-- begin --
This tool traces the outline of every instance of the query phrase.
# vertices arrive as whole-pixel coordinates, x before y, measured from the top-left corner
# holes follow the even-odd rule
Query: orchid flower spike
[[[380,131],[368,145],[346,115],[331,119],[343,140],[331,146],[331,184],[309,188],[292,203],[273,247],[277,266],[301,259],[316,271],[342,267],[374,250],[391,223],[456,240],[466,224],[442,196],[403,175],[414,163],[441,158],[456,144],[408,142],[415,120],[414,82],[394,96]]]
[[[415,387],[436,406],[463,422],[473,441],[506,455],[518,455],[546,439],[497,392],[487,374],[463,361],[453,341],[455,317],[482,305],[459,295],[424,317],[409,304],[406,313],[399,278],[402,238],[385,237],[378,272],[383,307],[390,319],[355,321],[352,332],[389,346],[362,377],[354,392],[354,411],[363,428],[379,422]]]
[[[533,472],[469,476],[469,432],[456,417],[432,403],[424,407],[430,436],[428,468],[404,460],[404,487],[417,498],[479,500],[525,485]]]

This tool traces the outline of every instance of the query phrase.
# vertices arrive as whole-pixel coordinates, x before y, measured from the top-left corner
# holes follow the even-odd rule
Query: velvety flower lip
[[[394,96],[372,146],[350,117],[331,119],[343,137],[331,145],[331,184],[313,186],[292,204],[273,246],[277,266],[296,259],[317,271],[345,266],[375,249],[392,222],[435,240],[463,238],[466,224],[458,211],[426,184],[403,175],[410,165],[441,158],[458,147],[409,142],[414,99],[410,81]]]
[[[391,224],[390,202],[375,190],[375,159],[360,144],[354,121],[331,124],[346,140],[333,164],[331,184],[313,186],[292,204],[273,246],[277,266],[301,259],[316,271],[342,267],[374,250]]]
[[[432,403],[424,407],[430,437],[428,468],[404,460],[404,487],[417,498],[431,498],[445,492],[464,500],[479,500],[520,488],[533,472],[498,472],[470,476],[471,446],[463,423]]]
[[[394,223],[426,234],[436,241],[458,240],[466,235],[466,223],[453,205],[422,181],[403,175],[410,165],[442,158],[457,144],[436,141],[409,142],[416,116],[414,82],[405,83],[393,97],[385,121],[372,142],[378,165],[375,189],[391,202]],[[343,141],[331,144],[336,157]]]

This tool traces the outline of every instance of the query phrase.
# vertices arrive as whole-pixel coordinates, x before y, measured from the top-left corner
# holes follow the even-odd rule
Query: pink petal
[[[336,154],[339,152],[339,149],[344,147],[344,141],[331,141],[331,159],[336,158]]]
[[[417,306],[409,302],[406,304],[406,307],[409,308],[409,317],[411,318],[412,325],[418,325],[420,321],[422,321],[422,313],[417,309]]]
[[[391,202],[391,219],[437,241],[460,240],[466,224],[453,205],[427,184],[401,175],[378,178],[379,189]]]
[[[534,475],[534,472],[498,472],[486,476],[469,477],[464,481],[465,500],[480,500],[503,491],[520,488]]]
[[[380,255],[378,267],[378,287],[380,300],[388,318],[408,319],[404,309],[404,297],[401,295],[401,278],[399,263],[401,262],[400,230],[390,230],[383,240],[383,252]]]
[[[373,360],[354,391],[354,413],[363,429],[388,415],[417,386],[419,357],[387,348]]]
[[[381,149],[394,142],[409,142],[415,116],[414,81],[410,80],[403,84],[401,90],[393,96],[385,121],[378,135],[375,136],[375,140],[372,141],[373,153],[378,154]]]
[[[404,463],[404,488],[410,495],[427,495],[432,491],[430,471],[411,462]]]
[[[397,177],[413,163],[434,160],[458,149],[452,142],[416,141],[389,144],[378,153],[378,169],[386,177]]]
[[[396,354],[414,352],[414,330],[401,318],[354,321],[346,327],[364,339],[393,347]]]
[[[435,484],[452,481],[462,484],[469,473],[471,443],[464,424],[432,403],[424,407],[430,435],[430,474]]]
-- end --
**WHAT TO WORK ON:** Which lines of the listing above contain the string "flower" with matching case? Gather each of them and copy it out in full.

**EXPECTED ANSWER:**
Query: orchid flower spike
Query: velvety flower lip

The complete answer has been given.